▸ **What to produce**
Rewrite the data below, swapping "single line" for "one line" everywhere it appears and leaving everything else unchanged.

▸ **Material for this exercise**
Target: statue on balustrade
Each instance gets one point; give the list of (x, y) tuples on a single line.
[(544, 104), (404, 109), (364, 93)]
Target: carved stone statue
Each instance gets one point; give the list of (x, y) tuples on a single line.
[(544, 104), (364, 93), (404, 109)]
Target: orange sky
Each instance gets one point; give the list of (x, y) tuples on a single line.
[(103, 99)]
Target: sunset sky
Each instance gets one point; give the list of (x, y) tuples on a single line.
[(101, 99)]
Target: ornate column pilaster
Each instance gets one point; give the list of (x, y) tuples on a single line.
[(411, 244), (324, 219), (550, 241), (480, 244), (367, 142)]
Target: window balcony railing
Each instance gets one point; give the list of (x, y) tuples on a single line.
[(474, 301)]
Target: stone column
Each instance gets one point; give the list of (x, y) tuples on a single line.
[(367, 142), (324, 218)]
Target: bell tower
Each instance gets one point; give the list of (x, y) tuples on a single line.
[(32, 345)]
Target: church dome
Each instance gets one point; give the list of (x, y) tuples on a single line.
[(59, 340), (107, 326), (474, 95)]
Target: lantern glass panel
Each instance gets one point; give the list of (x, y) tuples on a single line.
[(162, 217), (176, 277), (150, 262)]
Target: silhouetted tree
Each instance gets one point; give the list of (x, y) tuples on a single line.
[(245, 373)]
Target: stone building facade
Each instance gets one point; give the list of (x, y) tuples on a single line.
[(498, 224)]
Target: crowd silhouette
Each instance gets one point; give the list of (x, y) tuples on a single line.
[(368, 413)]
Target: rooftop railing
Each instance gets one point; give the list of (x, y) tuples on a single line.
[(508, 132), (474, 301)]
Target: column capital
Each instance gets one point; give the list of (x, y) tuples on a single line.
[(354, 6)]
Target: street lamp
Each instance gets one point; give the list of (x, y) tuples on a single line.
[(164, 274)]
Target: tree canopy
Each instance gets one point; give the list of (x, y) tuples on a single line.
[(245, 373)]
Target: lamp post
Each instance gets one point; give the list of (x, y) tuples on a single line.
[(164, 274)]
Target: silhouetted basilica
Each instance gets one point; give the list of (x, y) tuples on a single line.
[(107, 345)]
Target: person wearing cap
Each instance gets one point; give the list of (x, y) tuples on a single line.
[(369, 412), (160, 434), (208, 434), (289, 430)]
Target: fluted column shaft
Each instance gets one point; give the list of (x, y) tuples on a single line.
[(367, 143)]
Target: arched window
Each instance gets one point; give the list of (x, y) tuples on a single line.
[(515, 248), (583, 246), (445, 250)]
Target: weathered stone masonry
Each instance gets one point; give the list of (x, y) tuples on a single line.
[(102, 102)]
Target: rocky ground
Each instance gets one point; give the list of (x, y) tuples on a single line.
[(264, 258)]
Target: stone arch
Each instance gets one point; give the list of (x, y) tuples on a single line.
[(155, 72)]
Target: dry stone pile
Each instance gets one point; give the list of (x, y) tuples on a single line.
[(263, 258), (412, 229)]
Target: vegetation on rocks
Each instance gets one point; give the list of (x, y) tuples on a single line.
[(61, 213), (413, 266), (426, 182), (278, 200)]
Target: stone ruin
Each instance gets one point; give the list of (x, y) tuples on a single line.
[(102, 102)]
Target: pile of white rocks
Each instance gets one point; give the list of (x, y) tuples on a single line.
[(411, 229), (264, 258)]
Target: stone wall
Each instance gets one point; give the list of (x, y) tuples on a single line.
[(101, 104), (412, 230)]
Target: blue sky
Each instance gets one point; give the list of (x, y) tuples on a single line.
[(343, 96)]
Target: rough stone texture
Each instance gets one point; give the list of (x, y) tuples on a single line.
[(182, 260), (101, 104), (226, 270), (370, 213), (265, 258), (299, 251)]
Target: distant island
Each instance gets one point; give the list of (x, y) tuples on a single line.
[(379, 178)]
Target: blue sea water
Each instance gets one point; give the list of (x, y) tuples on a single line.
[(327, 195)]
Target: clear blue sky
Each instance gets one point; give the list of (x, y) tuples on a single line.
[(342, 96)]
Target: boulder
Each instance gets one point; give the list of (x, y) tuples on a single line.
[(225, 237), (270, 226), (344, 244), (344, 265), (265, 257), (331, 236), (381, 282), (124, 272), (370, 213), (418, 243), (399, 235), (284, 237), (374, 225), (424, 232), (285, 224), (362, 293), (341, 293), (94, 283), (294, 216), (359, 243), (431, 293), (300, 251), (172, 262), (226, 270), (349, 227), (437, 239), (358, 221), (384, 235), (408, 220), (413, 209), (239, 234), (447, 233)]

▸ **The completed task**
Target: statue on balustrade
Each instance gets one point; give the list of (x, y) tuples on a one line.
[(544, 104), (404, 109), (364, 93)]
Target: carved stone statue
Each instance gets one point; give the list of (x, y) tuples on a one line.
[(544, 104), (364, 93), (404, 109)]
Target: orange sky
Each instance gets one point; give the list of (x, y) tuples on a one line.
[(103, 99)]
Target: sunset sky
Each instance gets one point; give the list of (x, y) tuples on a one line.
[(101, 99)]
Target: ornate column pilaster
Each instance gets one point; give the list of (x, y) tuples on a one line.
[(411, 244), (324, 219), (550, 241), (480, 244), (367, 142)]
Target: window balcony railing
Each instance gets one point; give the list of (x, y) tuples on a one line.
[(474, 301)]
Target: stone column
Each instance gets one point; give the list of (x, y) tuples on a one line.
[(367, 142), (324, 218)]
Target: bell tower
Each instance gets one point; give the list of (x, y) tuples on a one line.
[(32, 345)]
Target: church dome
Each instance gets one point; give the list of (x, y) tuples on a one line.
[(59, 340), (107, 326), (474, 95)]
Target: lantern glass panel
Each instance gets one point; give the list of (x, y) tuples on a one line.
[(162, 217), (176, 277), (150, 262)]
Target: silhouetted tree
Each instance gets one point; give the list of (x, y) tuples on a one line.
[(245, 373)]
Target: stone building facade
Each instance gets one point; give the list of (x, y) tuples on a one line.
[(498, 224)]
Target: crowd silhouette
Each instance gets one point; give the list of (x, y) tuples on a one line.
[(368, 413)]
Target: rooftop railing
Each instance gets one point; give the list of (x, y) tuples on a one line.
[(508, 132), (474, 301)]
Target: column capital
Each instance gets one point; give the list of (x, y) tuples on a one line.
[(354, 6)]
Target: street lamp
Each instance gets one point; give the list of (x, y) tuples on a one line.
[(164, 274)]
Target: tree canopy
Each instance gets one point; give the list of (x, y) tuples on a one line.
[(245, 373)]
Target: lamp post
Each instance gets one point; give the list of (x, y) tuples on a one line.
[(164, 274)]
Target: silhouetted basilica
Each instance gets one point; give the list of (x, y) tuples on a one line.
[(107, 345)]
Target: person wearing cap
Each instance gets one point; give the list of (x, y) tuples on a one line.
[(369, 412), (160, 434), (208, 434), (289, 430)]
Target: fluted column shaft
Each instance gets one point; give the list of (x, y) tuples on a one line.
[(367, 143)]
Target: arched window
Each instance gets one point; give the list of (x, y) tuples on a one line.
[(515, 248), (583, 246), (445, 250)]
Target: weathered stone masonry
Each instance gets one point; give the list of (x, y) tuples on a one line.
[(102, 102)]
Target: rocky ground
Each instance gets one point; give the list of (x, y) tuples on a one line.
[(264, 258)]
Target: stone arch
Each instance gets one point; give the list of (x, y) tuples on a one line.
[(155, 72)]
Target: dry stone pile
Each instance gets one point; give the list of (x, y) tuples on a one line.
[(263, 258), (412, 229)]
Target: vegetation on rocks
Each instance gets one point; give the list of (x, y) tuples on a one line.
[(61, 213), (413, 266), (426, 182), (278, 200)]
Target: stone ruin
Each instance gets one point; give the list of (x, y) tuples on a one line.
[(102, 102)]
Target: pile of white rocks
Each instance gets one point; give the list of (x, y) tuples on a one line.
[(411, 229), (264, 258)]
Target: stone wall
Each instance gets one point; give the list of (x, y) tuples on a one line.
[(101, 104), (412, 230)]
Target: blue sky
Each instance gets one point; give the list of (x, y) tuples on a one line.
[(343, 96)]
Target: rough stone texture
Each instance gets one point; give the list of (x, y) tuples on a one line.
[(182, 260), (101, 104), (226, 270), (370, 213), (265, 258), (299, 251)]
Target: distant island
Each instance gets one point; give the list of (x, y) tuples on a one line.
[(379, 178)]
Target: blue sea water
Each instance gets one point; give the list of (x, y) tuples on a one line.
[(327, 195)]
Target: clear blue sky
Each instance gets one point; give the list of (x, y) tuples on a one line.
[(342, 96)]
Target: boulder
Each instance gets one point; give the list of (x, y) tuples on a one line.
[(225, 237), (270, 226), (344, 244), (344, 265), (265, 257), (331, 236), (381, 282), (124, 272), (370, 213), (418, 243), (399, 235), (284, 237), (374, 225), (424, 232), (285, 224), (362, 293), (341, 293), (94, 283), (294, 216), (359, 243), (431, 293), (300, 251), (172, 262), (226, 270), (349, 227), (437, 239), (358, 221), (384, 235), (408, 220), (413, 209), (239, 234), (447, 233)]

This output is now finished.